(begin)

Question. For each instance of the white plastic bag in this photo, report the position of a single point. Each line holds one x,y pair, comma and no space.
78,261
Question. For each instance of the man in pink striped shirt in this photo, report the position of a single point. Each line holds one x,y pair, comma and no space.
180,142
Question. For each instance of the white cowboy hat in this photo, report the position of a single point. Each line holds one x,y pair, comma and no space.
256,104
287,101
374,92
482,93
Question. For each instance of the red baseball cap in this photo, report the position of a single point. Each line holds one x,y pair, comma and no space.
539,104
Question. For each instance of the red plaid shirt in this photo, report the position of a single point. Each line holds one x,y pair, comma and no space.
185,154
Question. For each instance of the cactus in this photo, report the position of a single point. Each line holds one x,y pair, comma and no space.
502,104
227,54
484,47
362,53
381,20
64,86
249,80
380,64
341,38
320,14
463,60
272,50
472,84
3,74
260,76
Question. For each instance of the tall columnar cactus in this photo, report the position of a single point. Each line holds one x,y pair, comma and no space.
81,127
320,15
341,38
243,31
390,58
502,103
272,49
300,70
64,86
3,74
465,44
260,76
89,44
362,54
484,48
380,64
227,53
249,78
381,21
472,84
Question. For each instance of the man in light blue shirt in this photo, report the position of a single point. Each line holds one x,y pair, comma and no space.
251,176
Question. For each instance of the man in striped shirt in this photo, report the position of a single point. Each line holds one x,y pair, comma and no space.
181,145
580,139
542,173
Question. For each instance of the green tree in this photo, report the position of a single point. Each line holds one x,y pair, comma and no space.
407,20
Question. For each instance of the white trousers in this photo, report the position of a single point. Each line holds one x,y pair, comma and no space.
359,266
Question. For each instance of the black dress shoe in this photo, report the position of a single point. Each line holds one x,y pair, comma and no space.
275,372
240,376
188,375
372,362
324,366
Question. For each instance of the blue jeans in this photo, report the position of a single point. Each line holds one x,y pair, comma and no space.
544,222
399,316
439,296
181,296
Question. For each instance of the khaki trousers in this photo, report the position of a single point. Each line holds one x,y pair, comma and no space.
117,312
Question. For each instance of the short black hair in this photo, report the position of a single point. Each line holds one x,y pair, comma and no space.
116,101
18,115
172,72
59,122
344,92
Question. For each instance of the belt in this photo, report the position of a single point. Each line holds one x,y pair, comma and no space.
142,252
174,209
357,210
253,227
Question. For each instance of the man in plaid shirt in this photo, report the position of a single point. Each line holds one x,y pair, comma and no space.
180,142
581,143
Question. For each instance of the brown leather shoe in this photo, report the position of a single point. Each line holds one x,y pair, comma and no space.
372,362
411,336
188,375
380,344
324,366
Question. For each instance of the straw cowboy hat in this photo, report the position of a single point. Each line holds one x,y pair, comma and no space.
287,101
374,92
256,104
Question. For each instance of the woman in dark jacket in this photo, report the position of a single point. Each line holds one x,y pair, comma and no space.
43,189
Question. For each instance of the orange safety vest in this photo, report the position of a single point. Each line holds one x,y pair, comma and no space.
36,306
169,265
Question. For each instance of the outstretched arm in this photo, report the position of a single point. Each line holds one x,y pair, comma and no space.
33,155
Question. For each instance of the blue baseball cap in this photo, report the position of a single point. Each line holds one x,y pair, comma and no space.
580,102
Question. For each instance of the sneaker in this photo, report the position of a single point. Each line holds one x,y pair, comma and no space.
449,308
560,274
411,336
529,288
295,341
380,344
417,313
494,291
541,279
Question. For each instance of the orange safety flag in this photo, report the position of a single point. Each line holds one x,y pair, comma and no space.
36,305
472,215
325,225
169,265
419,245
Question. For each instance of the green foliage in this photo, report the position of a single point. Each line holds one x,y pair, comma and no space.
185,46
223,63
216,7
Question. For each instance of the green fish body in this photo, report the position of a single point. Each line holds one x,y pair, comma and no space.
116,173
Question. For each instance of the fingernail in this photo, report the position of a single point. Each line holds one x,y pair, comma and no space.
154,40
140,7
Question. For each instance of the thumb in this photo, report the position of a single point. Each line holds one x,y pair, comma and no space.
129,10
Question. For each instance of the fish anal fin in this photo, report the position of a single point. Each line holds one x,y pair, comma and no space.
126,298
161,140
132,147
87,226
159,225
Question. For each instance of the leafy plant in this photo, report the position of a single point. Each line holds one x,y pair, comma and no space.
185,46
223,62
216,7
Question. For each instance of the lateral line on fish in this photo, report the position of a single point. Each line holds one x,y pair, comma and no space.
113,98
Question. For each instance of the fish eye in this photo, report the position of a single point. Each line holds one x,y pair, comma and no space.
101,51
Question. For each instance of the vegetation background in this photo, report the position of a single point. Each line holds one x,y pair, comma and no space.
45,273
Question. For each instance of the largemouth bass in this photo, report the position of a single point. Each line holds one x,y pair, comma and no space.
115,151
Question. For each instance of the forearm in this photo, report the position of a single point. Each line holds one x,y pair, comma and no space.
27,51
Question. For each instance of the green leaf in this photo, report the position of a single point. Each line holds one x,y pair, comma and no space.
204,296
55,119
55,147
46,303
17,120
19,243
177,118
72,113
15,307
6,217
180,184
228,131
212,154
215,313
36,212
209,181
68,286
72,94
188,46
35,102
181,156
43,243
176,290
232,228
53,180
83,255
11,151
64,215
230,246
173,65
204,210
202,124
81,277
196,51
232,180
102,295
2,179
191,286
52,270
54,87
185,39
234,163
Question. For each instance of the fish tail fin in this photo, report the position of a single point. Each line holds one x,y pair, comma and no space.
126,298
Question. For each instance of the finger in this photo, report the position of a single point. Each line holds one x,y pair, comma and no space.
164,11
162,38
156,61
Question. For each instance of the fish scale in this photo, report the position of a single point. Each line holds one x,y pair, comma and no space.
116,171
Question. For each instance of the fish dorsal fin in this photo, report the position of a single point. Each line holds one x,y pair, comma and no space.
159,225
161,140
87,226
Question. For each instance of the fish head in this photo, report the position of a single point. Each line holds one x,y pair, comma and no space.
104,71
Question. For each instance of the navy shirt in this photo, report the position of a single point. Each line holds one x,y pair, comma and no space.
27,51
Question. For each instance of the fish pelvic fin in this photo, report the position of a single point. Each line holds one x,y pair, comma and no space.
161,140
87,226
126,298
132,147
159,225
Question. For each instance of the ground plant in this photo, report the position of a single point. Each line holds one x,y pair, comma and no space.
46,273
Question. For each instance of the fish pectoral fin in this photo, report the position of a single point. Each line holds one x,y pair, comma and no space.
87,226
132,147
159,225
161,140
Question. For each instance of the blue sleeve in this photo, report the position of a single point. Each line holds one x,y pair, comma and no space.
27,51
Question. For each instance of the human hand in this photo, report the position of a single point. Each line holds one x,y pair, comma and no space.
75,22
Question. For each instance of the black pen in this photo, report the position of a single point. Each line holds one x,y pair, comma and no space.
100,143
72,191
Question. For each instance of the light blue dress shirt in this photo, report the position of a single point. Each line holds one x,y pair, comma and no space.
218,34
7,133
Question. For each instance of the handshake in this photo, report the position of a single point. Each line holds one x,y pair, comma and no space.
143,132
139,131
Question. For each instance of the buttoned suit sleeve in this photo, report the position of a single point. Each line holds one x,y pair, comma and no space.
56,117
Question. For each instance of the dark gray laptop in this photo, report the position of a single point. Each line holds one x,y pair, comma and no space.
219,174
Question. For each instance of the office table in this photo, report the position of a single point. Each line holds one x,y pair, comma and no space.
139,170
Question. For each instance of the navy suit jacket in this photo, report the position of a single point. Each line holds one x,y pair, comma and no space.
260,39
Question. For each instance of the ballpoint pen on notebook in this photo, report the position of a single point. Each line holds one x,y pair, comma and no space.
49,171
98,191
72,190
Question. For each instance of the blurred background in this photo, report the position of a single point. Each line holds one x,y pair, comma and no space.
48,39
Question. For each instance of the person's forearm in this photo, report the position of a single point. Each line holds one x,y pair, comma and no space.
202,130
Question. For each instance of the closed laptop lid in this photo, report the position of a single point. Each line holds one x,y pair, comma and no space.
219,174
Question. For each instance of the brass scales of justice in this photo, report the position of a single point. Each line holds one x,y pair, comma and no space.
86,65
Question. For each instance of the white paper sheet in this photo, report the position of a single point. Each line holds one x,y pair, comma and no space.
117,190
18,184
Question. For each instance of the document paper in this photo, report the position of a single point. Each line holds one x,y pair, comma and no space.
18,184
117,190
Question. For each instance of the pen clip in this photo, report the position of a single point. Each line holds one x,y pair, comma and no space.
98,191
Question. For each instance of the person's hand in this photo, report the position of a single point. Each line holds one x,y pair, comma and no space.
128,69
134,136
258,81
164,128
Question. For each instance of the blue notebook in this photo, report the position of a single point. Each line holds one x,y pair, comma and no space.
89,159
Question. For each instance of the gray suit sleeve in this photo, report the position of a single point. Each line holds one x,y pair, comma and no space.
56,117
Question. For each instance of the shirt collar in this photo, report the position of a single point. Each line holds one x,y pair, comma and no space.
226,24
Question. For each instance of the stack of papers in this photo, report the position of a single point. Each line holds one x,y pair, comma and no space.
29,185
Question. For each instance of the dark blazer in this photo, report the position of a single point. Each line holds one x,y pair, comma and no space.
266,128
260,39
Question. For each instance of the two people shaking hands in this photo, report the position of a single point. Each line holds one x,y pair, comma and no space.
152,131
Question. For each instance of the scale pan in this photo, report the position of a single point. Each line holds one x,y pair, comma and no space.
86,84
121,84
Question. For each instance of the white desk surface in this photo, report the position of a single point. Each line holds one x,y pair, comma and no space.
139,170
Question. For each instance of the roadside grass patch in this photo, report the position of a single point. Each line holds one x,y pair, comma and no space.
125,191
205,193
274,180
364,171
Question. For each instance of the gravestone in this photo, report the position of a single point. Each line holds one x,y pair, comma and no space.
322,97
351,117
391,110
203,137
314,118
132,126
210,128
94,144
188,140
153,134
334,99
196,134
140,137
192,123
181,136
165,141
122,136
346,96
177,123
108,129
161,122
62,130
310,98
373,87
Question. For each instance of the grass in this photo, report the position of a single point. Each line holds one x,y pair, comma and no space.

(end)

● **Problem**:
Quote the lines of the listing above that run from the line with "Question. For each instance of the stack" through its last line, both included, and nothing else.

● **Exercise result**:
Question. For each instance of the stack of papers in this photo, report the position of a single point. Each line holds one x,y pair, comma and no space.
29,185
Question. For each instance of the dark blazer in this photo, report the position of a single point. Each line holds one x,y pair, comma and no space.
266,128
260,39
Question. For each instance of the two people shaking hands in this photo, report the position of a single point. Each line holds one x,y pair, comma and no space.
152,131
Question. For each instance of the scale pan in this photo, report the position of a single point. Each line holds one x,y pair, comma and no space.
86,84
121,84
Question. For each instance of the white desk surface in this photo, report the position of a single point. Each line holds one x,y pair, comma and no space.
139,170
Question. For each instance of the roadside grass patch in this photo, report the position of a single point. Each line holds one x,y pair, comma and no space.
125,191
205,193
274,180
364,171
Question. For each instance of the gravestone in this photo, report the position of a single point. Each line holds one x,y pair, comma and no space.
322,97
351,117
391,110
203,137
314,118
132,126
210,128
94,144
188,140
153,134
334,99
196,134
140,137
192,123
181,136
165,141
122,136
346,96
177,123
108,129
161,122
62,130
310,98
373,87
Question. For each instance of the grass in this photo, report the position of a single point. Each line holds one x,y pair, comma and no space.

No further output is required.